[START OF SUPPLIED TEXT]

Last week, I even made dinner for all of us and I sat there thinking about how things might have been if we made it past three months preggers. And I couldn’t see it. Looking at the Monkey and then observing how the Bio talks to him and treats him, I just could not picture us as a ‘normal’ family. For the first time in years though, we are working together at least to some degree. And the calm is nice to have in place. Where am I going with all this? A friend of mine asked me last night if I could see us working out eventually, if the Bio got his act together emotionally and fiscally? She’s not the first one to ask. She’s not the first one to think it might happen. And she’s not the only one who worries that it might happen.
I’ve had this conversation with my Mom a few times. The fact of the matter is that the Bio is not the boy I fell in love with twenty-one years ago. We aren’t eleven years old sitting in English class passing notes and giggling about lunch plans to hold hands and make out. He grew into a man who looks very much the same but in his core is not the man I had hoped he would become and that is nothing I can change. In fact he’s hopefully in the middle of a flux that will help him get a grip on what he really wants to do with his life. For so many, losing their jobs is a curse. But, I see it as a blessing in disguise. This chance for him to start over is exactly what he needs to push him the direction of his path, whatever that might be and I am so more than ready to support him in this next phase. But that is all I will ever be, just a part of that support system. And that feels like the most I can or will ever be able to give to him. And honestly, I’m okay with that.
For twenty-one years this man has been in-and-out of my life and we at some point thought starting a family was a good idea. And here we are with an unconventional family because we can never do anything the easy way, that’s just how we roll and have since we were kids. But the Bio is just that the Bio and my heart and head can’t see him as anything more than that. We broke it and there is no fixing it beyond being parents to the Monkey.
It’s funny because there was a time when I prayed to the Love Gods to let him be the man I dreamed he would become when we were kids. But to share the wisdom of a lovely Reese Witherspoon flick, Sweet Home Alabama…no one finds the love of their life when they’re eleven. No Reese they sure don’t.

[END OF SUPPLIED TEXT]

STATED GOAL 1: Reproduce the blog post from "For twenty-one years" up to and including "to the Monkey.".
The blog post and the listing come from unrelated sources.

[START OF EXERCISE DATA]

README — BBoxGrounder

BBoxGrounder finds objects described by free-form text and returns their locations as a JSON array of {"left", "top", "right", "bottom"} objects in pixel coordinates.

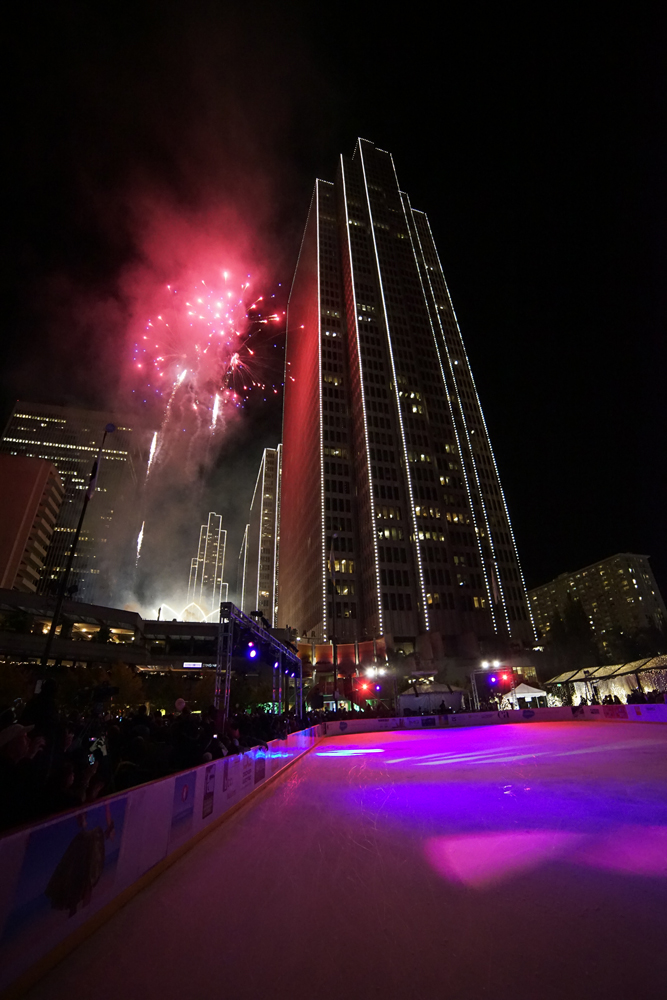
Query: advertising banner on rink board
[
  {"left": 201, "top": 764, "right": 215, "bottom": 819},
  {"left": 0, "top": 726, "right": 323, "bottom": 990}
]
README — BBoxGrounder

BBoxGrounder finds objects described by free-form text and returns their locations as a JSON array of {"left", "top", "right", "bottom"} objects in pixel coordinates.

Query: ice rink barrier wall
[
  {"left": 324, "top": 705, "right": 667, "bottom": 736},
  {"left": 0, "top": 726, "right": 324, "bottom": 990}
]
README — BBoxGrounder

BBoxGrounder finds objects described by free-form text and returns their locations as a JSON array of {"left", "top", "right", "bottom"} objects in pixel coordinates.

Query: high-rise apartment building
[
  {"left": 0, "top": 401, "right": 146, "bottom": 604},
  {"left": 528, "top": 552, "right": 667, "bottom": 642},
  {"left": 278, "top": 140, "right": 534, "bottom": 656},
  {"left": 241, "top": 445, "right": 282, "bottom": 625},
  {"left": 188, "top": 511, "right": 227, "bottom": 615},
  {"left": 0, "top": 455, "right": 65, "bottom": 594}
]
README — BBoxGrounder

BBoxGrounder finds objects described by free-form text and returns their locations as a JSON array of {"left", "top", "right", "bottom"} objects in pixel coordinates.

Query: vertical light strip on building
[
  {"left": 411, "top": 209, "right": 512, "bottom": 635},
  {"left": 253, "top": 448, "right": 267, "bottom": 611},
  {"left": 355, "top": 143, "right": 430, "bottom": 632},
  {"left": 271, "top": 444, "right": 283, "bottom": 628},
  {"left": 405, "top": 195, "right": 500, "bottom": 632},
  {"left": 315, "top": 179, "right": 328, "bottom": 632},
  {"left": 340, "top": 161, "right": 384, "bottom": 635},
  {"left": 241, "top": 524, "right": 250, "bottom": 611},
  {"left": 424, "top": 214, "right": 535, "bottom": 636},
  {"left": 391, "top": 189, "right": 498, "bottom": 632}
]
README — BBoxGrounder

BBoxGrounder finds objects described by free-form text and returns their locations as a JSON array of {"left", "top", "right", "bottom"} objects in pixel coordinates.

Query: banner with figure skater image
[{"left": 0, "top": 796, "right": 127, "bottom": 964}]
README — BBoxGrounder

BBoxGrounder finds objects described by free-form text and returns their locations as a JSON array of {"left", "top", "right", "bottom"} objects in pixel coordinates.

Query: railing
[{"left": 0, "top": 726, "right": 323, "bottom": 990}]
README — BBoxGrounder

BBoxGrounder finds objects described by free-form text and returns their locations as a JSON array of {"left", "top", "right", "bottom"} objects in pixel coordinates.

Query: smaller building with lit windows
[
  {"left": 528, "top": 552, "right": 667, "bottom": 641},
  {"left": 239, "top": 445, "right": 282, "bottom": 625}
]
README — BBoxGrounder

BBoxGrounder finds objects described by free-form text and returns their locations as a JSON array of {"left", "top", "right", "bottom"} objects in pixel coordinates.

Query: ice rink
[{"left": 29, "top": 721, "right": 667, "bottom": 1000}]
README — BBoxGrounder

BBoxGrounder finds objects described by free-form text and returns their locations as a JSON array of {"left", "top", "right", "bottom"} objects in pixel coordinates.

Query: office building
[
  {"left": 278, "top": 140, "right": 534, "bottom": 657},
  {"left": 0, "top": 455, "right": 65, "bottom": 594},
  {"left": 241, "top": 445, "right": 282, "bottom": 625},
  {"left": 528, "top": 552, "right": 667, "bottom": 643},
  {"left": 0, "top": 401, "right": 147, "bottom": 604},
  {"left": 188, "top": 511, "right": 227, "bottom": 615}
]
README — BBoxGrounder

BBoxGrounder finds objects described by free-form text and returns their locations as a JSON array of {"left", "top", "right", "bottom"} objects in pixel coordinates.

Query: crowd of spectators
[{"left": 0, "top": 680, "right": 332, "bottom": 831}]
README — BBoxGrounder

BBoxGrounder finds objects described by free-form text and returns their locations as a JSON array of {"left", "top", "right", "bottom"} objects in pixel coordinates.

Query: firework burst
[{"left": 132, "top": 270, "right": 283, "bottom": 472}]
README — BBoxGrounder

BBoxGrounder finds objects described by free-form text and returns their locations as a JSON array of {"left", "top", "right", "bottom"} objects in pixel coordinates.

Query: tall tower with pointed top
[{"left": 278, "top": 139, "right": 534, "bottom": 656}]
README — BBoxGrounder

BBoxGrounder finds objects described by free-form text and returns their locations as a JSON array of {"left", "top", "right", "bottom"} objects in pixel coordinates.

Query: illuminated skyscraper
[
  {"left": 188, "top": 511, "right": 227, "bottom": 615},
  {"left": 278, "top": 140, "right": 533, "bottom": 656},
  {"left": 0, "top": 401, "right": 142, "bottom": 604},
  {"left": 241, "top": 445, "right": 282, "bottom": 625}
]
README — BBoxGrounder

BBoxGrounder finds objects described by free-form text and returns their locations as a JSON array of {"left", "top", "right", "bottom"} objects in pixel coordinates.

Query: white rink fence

[END OF EXERCISE DATA]

STATED GOAL 2: State how many lines of the listing contain the string "with". Give only the number.

WRITTEN ANSWER 1:
For twenty-one years this man has been in-and-out of my life and we at some point thought starting a family was a good idea. And here we are with an unconventional family because we can never do anything the easy way, that’s just how we roll and have since we were kids. But the Bio is just that the Bio and my heart and head can’t see him as anything more than that. We broke it and there is no fixing it beyond being parents to the Monkey.

WRITTEN ANSWER 2: 3